Could the entries below be reproduced exactly, with the images removed?

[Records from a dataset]
_ _ _ _

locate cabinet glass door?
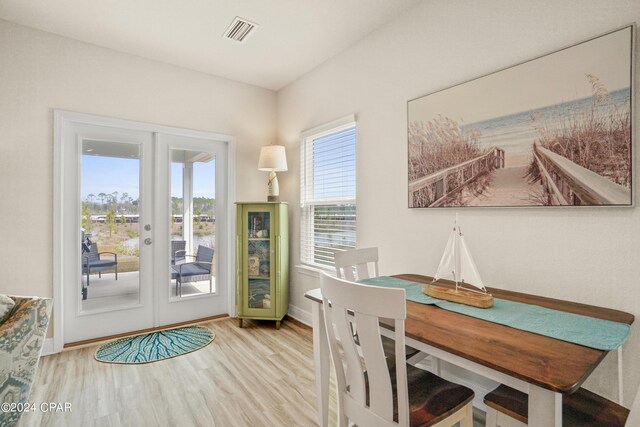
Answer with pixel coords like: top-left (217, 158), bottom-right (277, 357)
top-left (245, 208), bottom-right (274, 315)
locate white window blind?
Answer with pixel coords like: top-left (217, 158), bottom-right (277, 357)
top-left (300, 120), bottom-right (356, 268)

_ _ _ _

● **SOLUTION FOR THIS TASK**
locate cabinet glass door?
Answer with pixel coords like: top-left (217, 158), bottom-right (277, 357)
top-left (245, 208), bottom-right (274, 315)
locate white window blind?
Answer with pixel coords like: top-left (217, 158), bottom-right (277, 357)
top-left (300, 120), bottom-right (356, 268)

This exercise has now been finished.